___ SUPPLIED INFORMATION
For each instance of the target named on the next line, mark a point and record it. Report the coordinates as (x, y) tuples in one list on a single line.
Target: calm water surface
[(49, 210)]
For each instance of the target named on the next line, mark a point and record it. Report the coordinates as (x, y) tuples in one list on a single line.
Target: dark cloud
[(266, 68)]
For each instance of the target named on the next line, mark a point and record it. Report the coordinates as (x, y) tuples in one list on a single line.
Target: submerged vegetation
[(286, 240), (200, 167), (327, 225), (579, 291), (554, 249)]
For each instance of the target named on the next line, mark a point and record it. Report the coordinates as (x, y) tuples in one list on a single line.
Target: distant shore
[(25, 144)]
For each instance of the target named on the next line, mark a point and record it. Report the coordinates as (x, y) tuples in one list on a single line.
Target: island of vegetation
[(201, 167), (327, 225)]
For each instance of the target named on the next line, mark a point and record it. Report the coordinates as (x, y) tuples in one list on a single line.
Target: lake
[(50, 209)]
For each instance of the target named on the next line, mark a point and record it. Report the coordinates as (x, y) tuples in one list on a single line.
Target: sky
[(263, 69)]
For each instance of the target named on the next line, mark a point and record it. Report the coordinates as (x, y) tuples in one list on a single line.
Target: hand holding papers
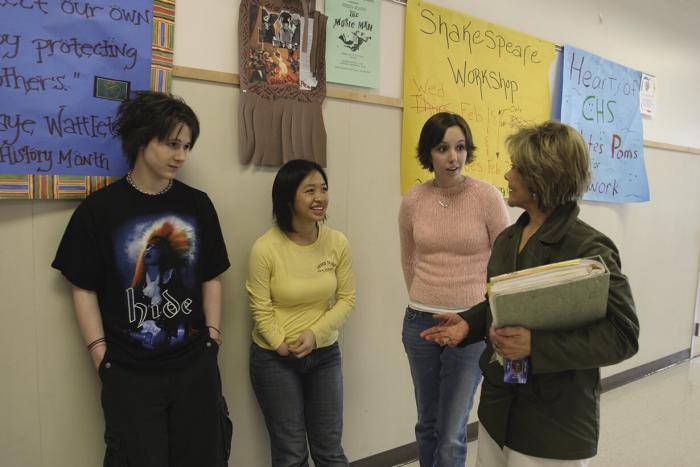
[(556, 296)]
______
*PROBLEM STATEMENT:* Copy out all of the rows above word for word, omitting the picture.

*OUTPUT FOR THIS TASK:*
For each instance of the target named on the next line, mark a point and record it. Report the coordinates as (x, y) tuples in one list on a single line.
Target: calm water surface
[(49, 210)]
For each instance of the target named on the next line, mark a point and record it. Report the coordinates as (x, y) tuples in one list on a single line.
Target: dark cloud
[(266, 68)]
For each instance of the target named on the next line, mark a point and record it. Report the coordinates as (x, y) tuples in one list on a single line.
Target: submerged vegetation
[(286, 240), (200, 167), (327, 225), (579, 291), (554, 249)]
For each instance of the target named on the next line, mark a point and record it. Report the coordinates as (x, y) tuples in one list on a single line.
Target: distant shore
[(25, 144)]
For each instance of the target named on the next line, mark a point and record it. Report the coordinates as (x, y) tuples in one list on a single line.
Target: island of vegetation
[(201, 167), (327, 225)]
For each instance of the target named on the next line, mark a point and record it. Report the coordinates as (x, y) tuples in one list on a single line.
Target: lake
[(50, 209)]
For each instance of the target named on the next line, mark a point and record it. Report the coordinates as (x, y) tuples in one list on a single line.
Target: sky
[(263, 69)]
For each instance of the target named on the next line, mark a point and record it. Report the coordinates as (x, y) tuples in one list on a single line.
Target: hand holding papers
[(556, 296)]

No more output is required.